» **WHAT TO DO**
Show each line in the rows below that contains the string "anchor", matching case exactly.

» **DATA LISTING**
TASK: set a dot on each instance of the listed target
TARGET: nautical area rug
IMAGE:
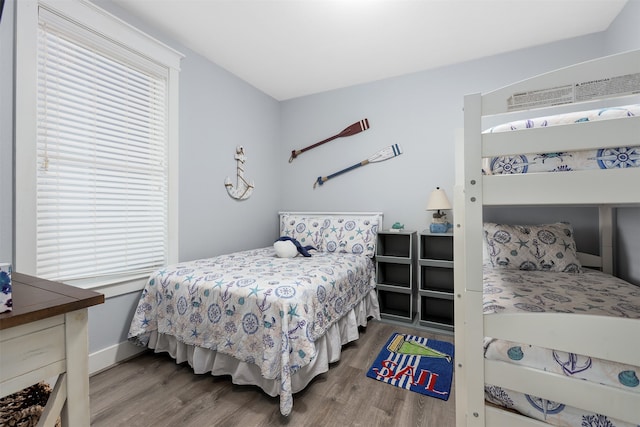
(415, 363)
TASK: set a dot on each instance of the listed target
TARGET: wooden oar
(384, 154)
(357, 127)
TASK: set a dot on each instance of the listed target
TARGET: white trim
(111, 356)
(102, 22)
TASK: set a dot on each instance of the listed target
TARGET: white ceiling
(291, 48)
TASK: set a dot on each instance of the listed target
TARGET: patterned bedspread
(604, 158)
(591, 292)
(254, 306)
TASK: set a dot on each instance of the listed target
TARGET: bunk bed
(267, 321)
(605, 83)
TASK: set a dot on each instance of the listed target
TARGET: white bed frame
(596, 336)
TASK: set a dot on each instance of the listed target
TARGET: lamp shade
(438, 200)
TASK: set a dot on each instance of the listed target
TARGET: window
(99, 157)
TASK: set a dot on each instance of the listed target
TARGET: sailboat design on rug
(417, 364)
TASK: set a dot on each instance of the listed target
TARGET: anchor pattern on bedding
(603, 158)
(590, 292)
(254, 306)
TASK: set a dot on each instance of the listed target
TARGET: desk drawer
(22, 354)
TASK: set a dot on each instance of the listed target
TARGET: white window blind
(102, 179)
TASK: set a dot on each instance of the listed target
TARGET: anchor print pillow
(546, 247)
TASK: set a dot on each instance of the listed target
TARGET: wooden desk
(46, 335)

* * *

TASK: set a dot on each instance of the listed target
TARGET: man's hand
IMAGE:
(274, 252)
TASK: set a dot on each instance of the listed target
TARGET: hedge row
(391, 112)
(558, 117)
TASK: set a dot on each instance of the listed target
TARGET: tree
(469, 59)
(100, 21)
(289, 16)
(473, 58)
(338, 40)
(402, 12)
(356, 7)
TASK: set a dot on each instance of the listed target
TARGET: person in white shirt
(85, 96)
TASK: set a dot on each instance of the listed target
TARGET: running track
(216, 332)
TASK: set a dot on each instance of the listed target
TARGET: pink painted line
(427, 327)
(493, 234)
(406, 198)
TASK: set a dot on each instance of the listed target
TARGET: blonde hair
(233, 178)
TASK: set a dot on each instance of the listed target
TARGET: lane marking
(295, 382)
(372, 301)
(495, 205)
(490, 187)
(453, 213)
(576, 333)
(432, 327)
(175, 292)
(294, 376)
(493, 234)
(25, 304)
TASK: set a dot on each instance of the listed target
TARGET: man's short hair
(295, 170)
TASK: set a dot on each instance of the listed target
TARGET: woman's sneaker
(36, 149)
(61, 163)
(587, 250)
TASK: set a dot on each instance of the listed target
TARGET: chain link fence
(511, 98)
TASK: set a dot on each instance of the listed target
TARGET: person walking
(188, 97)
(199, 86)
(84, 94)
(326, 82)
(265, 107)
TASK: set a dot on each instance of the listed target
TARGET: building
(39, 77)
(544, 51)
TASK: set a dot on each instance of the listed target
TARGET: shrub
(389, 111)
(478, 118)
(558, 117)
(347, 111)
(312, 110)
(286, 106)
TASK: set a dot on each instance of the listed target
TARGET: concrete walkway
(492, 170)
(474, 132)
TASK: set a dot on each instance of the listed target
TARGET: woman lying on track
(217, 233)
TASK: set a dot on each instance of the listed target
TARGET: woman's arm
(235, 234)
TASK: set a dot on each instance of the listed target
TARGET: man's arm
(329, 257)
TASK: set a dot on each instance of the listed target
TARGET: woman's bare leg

---

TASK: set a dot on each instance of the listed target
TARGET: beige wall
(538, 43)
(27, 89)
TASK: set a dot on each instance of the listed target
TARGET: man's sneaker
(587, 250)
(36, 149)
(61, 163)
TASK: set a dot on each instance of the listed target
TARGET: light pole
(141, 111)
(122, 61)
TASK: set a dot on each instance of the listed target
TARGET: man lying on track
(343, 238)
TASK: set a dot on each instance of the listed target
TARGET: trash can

» **COMPLETED EXERCISE**
TARGET: anchor pattern on bedding
TARGET: anchor print pillow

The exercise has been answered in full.